* _Page_
===
Kennedy v. Kennedy

Citation248 S.W. 182,197 Ky. 784
PartiesKENNEDY v. KENNEDY.
Decision Date20 February 1923
CourtKentucky Court of Appeals

Appeal from Circuit Court, Grant County.

Action by J. G. Kennedy against J. W. Kennedy. From judgment for plaintiff, defendant appeals. Reversed, and remanded for new trial.

O. M Rogers, of Covington, and C. C. Admas, of Williamstown, for appellant.

D. E Castleman, of Erlanger, and Dickerson & Dickerson, of Cincinnati, Ohio, for appellee.

CLAY J.

J. W Kennedy and J. G. Kennedy are brothers. They had been engaged in buying and selling tobacco, and each had sustained a large loss. To relieve his brother of his financial embarrassment, J. G. Kennedy loaned him $5,000, which he raised by mortgaging his farm. On July 26, 1893, the indebtedness, with the accumulated interest, was merged into three notes, one for $3,000, payable one day after date, one for $2,950, payable 60 days after date, and both payable to the order of Annie Kennedy, the wife of J. G. Kennedy, and one for $1,000, payable 12 months after date to the order of Katie Kennedy, a daughter of J. G. Kennedy. Later on the notes were indorsed in blank by the payees and delivered to J. G. Kennedy. On the $3,000 note are the following indorsements:

"Received on within note eight hundred and fifty dollars this Nov. 3rd, 1898.
===
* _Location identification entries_
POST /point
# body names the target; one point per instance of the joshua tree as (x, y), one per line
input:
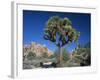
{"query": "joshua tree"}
(60, 32)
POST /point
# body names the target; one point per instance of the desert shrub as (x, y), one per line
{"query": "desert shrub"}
(31, 55)
(45, 55)
(65, 55)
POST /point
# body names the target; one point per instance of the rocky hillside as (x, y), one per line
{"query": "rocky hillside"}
(37, 48)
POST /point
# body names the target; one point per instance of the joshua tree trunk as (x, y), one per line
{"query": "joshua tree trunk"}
(59, 58)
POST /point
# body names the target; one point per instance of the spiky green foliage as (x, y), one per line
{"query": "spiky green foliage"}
(60, 31)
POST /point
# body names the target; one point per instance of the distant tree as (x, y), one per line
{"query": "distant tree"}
(31, 55)
(83, 54)
(60, 32)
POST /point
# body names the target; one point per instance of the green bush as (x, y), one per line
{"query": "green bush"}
(45, 55)
(31, 55)
(65, 55)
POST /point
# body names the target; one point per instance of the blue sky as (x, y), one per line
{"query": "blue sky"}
(34, 23)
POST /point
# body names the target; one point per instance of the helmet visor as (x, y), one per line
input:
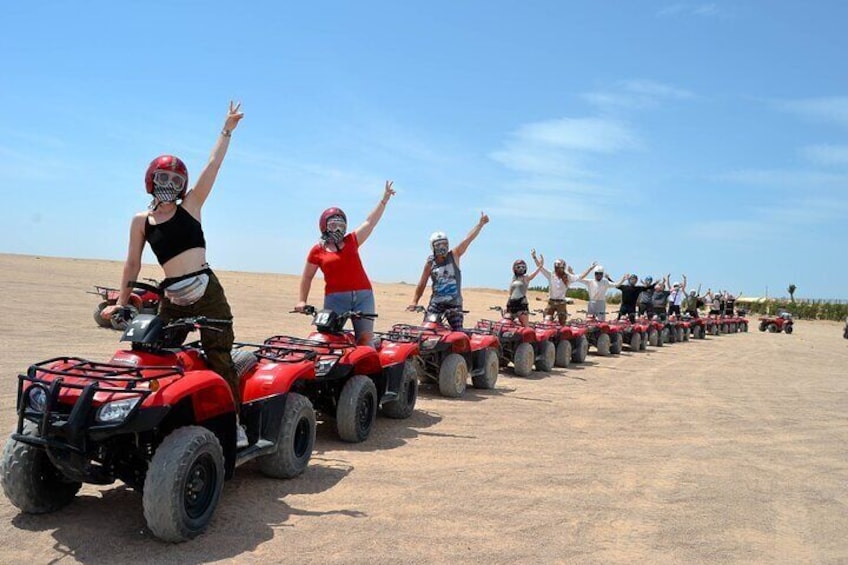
===
* _Job_
Please carry the Kennedy v. Kennedy court opinion forward from the point where it stops.

* _Solved problem_
Received on within note $200.00 credit derived from note given Union Bank Feb. 1910, said note paid by J. W. Kennedy Dec. 12, 1913."

On the $2,950 note are the following indorsements:

"$850.00. Received on the within note eight hundred & fifty dollars, this Nov. 3rd, 1898.

Received on the within note $200.00 credit derived from note given to Uinon Bank Feb. 1910, said note paid by J. W. Kennedy, Dec. 1913."

On the $1,000 note are the following indorsements:

"$300.00. Received on the within note three hundred dollars, this Nov. 3rd, 1898.

Received on within note $100.00 credit derived from note given to Union Bank Feb. 1910, said note paid by J. W. Kennedy."

On January 28, 1920, J. G. Kennedy brought suit on the notes. The defense was a plea of limitation and a further plea that the action could not be maintained because the notes had never been listed for taxation. The defendant declined to offer any evidence, and at the conclusion of the evidence for plaintiff, the court directed the jury to return a verdict in his favor. Defendant appeals.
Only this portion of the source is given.